[TEXT PASSAGE]:

----------

Mainstream liberals, and in particular Democrats, have been known to cozy up to radical language and symbols just as their value, and with it the political fortunes of those who parrot and exploit them, begins to rise. The last few years are crowded with examples.
I’m thinking here of liberals’ oafish performance as champions of social justice. You see it most strikingly in the warm embrace of intersectionality and Black Lives Matter (both of which emerged from the black feminist tradition). That each has exploded in popularity in recent years isn’t itself the problem. The problem is that in the hands of many a liberal politician and pundit, they’ve been rapidly evacuated of substance. Substance that otherwise includes a set of short and long-term political commitments aimed at improving black life. Anyone who claims to value those lives should feel an awful rage at the outcome. After all, rhetorical admiration for black people without a full-throated embrace of policies that stand to improve the actual lives of black people may buoy the fortunes of the speaker, but it’s a pretty shitty deal for…black people.
What’s cool is that it doesn’t have to be this way. Take healthcare. Judged by the misery it inflicts on black people, few systems should be as easily slated for decimation as America’s employer-provided system. In its place, the admirers of black life should get behind Medicare-for-All pronto.
Employer-Provided Insurance Disproportionately Screws Black People
As the healthcare debate raged in early 2009, Glenn Beck stormed from microphone to microphone, thundering that the ACA was just the opening salvo in Obama’s stealth war of reparations: “The health care bill is reparations. It’s the beginning of reparations.” Tucked in between Beck’s aggressive lunacy was a kernel of truth. Any leftward lurch on healthcare disproportionately impacts black people because black people are disproportionately uninsured.
The reasons why are not mysterious. America’s system of private, employer-provided care creates massive cracks for people to fall through. If having a job is the main bridge over that yawning gap then, by definition, those without a job will often find themselves falling into the abyss. And given the powerful role racism plays in the American labor market, it’s no surprise that black people are overrepresented among the fallen.
Consider that the United States, as a deliberate feature of monetary policy, maintains about a 4% unemployment rate. This alone is damning evidence against an employment-based model. Then note, highlight, and carve deep into memory that black unemployment consistently doubles white unemployment, that the same is true of black poverty, and that the median white family is worth more than 33 times the median black family. The outcome is about what you’d expect: higher uninsured rates among black people. And a higher likelihood of experiencing all the horror that comes with―needless financial and physical ruin chief among them.
There’s more. Consider the fact that jobs are impermanent things, with tens of millions of people sliding in and out of employment every year. It’s easy to see what’s wrong with building such an unreliable bridge to healthcare. Even if you snag a job that provides coverage, the threat of having your insurance clawed away haunts you at every turn.
Now recall the structurally high unemployment rate of black people. The horror of all this should, by now, be painfully obvious. For all people, and black people especially, employer-provided coverage is the flimsiest of all possible bridges to stand on in the first place.

----------

[RECORD EXTRACTS]:

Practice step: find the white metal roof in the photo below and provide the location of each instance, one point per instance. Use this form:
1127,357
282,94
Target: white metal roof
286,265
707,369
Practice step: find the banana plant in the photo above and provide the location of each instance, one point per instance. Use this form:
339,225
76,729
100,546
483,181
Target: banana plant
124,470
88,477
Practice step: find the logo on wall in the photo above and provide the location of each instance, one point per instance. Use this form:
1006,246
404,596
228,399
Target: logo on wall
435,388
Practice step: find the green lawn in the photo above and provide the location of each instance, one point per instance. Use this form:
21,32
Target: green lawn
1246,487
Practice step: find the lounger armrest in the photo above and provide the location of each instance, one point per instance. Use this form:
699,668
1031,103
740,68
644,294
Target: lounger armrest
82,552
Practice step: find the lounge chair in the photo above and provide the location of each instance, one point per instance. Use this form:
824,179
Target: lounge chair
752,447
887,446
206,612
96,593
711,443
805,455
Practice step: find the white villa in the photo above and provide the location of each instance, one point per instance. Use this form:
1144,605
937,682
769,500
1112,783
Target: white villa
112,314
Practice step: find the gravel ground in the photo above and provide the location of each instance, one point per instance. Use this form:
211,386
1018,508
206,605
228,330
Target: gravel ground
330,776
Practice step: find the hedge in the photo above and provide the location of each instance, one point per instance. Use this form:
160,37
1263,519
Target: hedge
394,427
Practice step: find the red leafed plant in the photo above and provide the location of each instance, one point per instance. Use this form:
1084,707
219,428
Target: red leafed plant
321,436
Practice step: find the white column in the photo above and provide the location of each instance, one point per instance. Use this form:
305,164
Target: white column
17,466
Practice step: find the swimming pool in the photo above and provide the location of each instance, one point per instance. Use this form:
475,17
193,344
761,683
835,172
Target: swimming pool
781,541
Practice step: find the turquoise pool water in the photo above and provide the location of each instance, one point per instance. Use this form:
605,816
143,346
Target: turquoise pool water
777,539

----------

[WORK ORDER]:
Answer these about the healthcare essay:
1. Which two things does the essay say emerged from the black feminist tradition?
2. Who called the health care bill "the beginning of reparations"?
3. What unemployment rate does the essay say the United States maintains as a deliberate feature of monetary policy?
The rows have no connection to the text.

[WRITTEN SOLUTION]:
1. Intersectionality and Black Lives Matter.
2. Glenn Beck.
3. About 4%.